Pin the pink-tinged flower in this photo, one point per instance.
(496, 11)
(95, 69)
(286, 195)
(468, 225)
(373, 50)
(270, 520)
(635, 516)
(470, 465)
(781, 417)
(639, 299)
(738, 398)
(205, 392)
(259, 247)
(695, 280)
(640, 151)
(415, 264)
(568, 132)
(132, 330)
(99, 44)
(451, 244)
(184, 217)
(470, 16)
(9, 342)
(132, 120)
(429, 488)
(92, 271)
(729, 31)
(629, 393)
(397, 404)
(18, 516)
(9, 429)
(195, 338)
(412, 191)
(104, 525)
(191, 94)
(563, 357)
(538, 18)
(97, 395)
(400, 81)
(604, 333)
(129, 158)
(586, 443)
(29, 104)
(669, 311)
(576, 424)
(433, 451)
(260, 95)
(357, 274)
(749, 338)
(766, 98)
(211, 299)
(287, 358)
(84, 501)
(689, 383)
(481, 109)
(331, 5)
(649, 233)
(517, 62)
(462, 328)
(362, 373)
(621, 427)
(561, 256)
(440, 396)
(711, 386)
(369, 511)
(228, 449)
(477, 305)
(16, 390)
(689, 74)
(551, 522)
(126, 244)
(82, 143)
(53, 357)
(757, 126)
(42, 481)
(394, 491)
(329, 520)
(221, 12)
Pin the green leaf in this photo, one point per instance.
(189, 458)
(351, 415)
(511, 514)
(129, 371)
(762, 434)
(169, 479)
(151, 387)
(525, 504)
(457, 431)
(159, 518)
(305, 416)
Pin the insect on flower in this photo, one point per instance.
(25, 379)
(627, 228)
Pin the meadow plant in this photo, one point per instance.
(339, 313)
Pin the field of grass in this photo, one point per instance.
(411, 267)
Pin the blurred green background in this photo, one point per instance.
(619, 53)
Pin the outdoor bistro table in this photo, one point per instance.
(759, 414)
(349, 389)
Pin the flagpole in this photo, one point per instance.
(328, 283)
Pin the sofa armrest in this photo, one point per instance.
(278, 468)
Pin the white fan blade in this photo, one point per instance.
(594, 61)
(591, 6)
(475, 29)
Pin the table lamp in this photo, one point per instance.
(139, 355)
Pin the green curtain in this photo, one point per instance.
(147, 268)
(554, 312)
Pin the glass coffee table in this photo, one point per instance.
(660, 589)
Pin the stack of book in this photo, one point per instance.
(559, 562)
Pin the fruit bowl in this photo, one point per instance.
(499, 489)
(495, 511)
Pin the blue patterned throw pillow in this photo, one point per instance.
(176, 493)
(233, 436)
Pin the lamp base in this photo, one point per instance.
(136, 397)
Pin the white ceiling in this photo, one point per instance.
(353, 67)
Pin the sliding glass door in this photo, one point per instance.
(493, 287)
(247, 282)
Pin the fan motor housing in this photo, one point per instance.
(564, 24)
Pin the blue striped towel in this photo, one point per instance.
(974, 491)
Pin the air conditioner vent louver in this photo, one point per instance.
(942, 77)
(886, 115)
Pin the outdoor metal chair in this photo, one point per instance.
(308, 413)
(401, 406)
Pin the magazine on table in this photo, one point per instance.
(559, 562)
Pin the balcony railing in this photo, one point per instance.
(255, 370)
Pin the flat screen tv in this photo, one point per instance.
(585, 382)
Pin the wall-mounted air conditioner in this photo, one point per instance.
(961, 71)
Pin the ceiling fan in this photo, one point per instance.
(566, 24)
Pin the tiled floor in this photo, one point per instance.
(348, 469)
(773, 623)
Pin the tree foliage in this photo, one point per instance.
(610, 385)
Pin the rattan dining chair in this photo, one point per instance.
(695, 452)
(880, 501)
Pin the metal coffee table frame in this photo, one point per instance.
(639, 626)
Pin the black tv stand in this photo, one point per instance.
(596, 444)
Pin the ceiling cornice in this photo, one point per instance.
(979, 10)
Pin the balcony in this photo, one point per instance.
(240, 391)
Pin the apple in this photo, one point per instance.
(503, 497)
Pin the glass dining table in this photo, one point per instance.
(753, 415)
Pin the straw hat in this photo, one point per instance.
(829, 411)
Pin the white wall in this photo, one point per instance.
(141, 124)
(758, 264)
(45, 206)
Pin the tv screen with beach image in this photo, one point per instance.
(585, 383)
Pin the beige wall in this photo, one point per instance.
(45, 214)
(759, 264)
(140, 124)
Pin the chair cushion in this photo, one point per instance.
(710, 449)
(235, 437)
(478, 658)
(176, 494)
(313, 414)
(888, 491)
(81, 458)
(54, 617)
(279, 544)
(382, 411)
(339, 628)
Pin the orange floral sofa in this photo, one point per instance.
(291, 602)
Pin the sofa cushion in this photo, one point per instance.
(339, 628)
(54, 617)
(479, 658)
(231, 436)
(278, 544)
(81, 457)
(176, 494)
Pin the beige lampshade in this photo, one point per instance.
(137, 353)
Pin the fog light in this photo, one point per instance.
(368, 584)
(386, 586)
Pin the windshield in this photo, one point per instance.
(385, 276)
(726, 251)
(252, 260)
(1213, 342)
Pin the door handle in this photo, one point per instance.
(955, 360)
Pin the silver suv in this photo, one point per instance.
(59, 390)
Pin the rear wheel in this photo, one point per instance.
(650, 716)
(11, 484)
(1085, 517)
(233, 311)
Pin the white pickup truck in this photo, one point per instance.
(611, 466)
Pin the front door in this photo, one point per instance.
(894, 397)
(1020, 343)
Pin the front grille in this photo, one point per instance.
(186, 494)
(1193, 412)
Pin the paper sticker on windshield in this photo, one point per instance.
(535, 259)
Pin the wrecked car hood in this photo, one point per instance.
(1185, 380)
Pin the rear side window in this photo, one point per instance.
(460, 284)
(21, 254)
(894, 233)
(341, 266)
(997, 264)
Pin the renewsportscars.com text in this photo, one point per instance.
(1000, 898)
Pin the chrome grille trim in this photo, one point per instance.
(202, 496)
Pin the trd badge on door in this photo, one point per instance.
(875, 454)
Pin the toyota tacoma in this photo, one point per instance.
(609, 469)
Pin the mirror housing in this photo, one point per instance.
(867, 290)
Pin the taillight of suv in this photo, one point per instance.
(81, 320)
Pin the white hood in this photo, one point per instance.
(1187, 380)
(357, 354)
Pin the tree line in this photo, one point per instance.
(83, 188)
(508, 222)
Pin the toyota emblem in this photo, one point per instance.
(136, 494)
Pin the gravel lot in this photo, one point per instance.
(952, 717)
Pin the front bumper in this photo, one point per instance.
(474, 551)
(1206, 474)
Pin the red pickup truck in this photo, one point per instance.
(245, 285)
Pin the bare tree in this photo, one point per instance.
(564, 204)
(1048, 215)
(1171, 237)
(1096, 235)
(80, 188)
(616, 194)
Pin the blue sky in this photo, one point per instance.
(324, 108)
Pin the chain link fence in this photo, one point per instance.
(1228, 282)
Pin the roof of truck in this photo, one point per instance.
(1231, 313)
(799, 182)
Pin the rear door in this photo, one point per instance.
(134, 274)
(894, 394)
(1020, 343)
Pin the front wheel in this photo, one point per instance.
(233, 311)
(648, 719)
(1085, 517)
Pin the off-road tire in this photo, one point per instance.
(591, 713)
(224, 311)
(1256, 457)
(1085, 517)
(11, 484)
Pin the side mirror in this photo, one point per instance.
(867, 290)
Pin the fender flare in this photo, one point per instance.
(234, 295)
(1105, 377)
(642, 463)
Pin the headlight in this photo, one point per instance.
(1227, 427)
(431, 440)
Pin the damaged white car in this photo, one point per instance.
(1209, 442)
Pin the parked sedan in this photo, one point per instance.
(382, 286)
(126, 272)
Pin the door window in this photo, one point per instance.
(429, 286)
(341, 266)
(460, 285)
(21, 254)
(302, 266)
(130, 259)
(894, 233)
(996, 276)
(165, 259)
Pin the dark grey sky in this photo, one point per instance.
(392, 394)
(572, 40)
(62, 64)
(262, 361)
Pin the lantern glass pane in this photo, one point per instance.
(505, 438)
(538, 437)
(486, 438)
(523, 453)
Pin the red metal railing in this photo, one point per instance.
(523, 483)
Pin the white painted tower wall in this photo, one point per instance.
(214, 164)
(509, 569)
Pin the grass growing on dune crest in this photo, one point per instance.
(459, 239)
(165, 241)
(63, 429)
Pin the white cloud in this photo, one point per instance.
:::
Convert the entries above into a Markdown table with the columns Row and Entry line, one row per line and blank lines left out. Start at the line containing "Pin the chrome" and end after the line containing "(1209, 442)".

| Row | Entry line |
|---|---|
| 1 | Pin the chrome grille trim in this photo, one point per instance. |
| 2 | (202, 496) |
| 3 | Pin the trd badge on door in this photo, one point per instance. |
| 4 | (875, 454) |
| 5 | Pin the toyota tacoma in this photo, one point per instance. |
| 6 | (609, 469) |
| 7 | Pin the mirror housing in this photo, one point per instance. |
| 8 | (867, 290) |
| 9 | Pin the taillight of suv in this photo, one point per instance. |
| 10 | (81, 320) |
| 11 | Pin the white hood in this photo, one point per instance. |
| 12 | (1187, 380) |
| 13 | (357, 354) |
| 14 | Pin the tree line in this photo, one point per instance. |
| 15 | (83, 188) |
| 16 | (508, 222) |
| 17 | Pin the toyota emblem in this photo, one point per instance. |
| 18 | (136, 494) |
| 19 | Pin the gravel lot in this photo, one point per instance. |
| 20 | (952, 717) |
| 21 | Pin the front bumper in this photo, one point per instance. |
| 22 | (474, 551) |
| 23 | (1206, 474) |
| 24 | Pin the red pickup truck in this photo, one point per instance. |
| 25 | (245, 285) |
| 26 | Pin the bare tree in this photo, one point per instance. |
| 27 | (564, 204) |
| 28 | (1048, 215) |
| 29 | (1171, 237) |
| 30 | (1096, 235) |
| 31 | (80, 188) |
| 32 | (616, 194) |
| 33 | Pin the blue sky in this photo, one point per instance. |
| 34 | (324, 108) |
| 35 | Pin the chain link fence in this photo, one point per instance. |
| 36 | (1228, 282) |
| 37 | Pin the roof of truck in this photo, one point per instance. |
| 38 | (1231, 313) |
| 39 | (799, 182) |
| 40 | Pin the rear door in this photo, one point per instance. |
| 41 | (134, 274) |
| 42 | (894, 394) |
| 43 | (1020, 343) |
| 44 | Pin the front wheel in this photo, one point per instance. |
| 45 | (233, 311) |
| 46 | (648, 719) |
| 47 | (1085, 517) |
| 48 | Pin the off-road tire in this photo, one point per instance. |
| 49 | (591, 713) |
| 50 | (224, 311) |
| 51 | (1256, 457) |
| 52 | (1085, 517) |
| 53 | (11, 484) |
| 54 | Pin the side mirror in this photo, one point per instance. |
| 55 | (867, 290) |
| 56 | Pin the fender flare in this photo, one point per instance. |
| 57 | (234, 295) |
| 58 | (1105, 377) |
| 59 | (642, 463) |
| 60 | Pin the headlight in this photo, one point per instance. |
| 61 | (1227, 427) |
| 62 | (431, 440) |
| 63 | Pin the damaged white car in this photo, one point per instance. |
| 64 | (1209, 442) |